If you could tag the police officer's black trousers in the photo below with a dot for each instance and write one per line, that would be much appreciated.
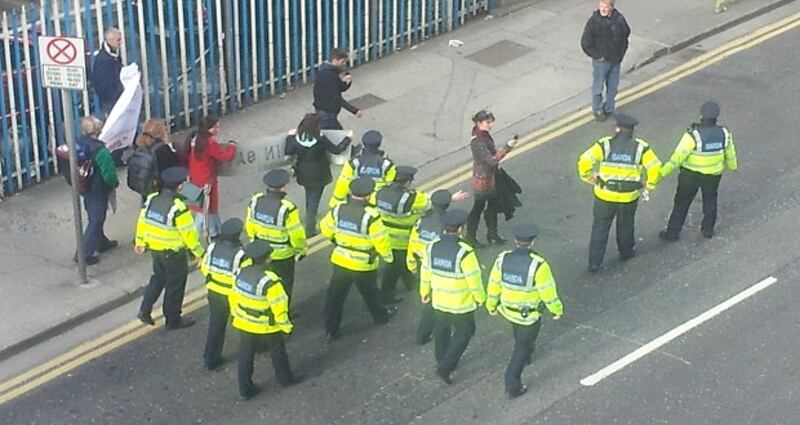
(249, 344)
(218, 313)
(393, 272)
(524, 344)
(285, 270)
(169, 274)
(604, 214)
(426, 323)
(689, 182)
(342, 279)
(451, 334)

────

> **WHAT IS REQUIRED**
Return the material in full and unaltered, minus its pictures.

> **SOLUTION TO THIS PROBLEM**
If you could tag the police officer's black trousers in the photo below with a dot for each instance and write one per line, that would be much appreciated.
(249, 344)
(218, 313)
(393, 272)
(524, 344)
(285, 270)
(169, 274)
(604, 214)
(426, 323)
(689, 182)
(342, 279)
(451, 334)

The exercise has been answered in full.